- Task instructions -
Scale the stretch of the listing from the line containing "Where can the life" through the line containing "Where can the tent" and write all of it out again, requests included. Multiply every coordinate in the answers by 2.25 and round each to a whole number, with halves rounding up.

- Pointing listing records -

--------------------

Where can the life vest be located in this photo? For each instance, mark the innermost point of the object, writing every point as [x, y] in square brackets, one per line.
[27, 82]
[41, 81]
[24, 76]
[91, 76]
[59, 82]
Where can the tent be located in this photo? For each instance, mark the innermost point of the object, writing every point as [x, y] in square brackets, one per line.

--------------------

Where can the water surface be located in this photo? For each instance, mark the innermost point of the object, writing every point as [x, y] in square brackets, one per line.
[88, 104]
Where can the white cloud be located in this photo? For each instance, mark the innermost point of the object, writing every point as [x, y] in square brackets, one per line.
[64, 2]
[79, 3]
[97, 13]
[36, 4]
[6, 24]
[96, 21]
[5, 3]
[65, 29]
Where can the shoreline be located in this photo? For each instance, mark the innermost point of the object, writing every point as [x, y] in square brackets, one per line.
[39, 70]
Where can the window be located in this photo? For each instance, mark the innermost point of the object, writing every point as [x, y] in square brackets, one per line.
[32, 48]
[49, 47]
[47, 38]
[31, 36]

--------------------

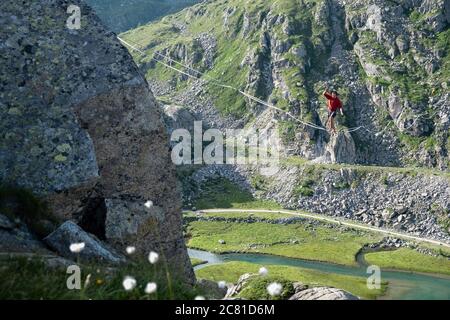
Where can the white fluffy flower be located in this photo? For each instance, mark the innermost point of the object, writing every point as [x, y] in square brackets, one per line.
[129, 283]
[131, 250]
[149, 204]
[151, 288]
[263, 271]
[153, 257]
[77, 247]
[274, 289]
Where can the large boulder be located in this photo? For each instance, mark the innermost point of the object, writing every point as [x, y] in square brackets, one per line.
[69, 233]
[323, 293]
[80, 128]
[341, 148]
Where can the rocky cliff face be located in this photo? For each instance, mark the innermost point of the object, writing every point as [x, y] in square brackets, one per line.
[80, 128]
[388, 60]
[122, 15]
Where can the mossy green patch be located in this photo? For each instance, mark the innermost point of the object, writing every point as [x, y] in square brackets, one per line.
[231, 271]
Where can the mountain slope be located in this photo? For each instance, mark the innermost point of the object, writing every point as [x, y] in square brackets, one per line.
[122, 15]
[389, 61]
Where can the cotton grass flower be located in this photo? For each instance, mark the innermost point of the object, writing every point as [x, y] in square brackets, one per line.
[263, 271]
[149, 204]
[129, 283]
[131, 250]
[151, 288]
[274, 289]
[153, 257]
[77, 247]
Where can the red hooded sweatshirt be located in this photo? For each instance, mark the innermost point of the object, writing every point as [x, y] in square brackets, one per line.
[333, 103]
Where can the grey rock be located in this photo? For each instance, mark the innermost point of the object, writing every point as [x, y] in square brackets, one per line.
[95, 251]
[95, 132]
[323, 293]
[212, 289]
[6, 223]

--------------------

- Output of the task -
Where can the life vest be located in this photo? For each instance, mark the innermost point of the object, writing every point as [x, y] in square brackets, one per line.
[61, 185]
[92, 182]
[54, 171]
[205, 171]
[133, 185]
Where can the tent be located in this photo? For each instance, mark the innermost point of the object, writing every point as [x, y] in square brackets, one per line.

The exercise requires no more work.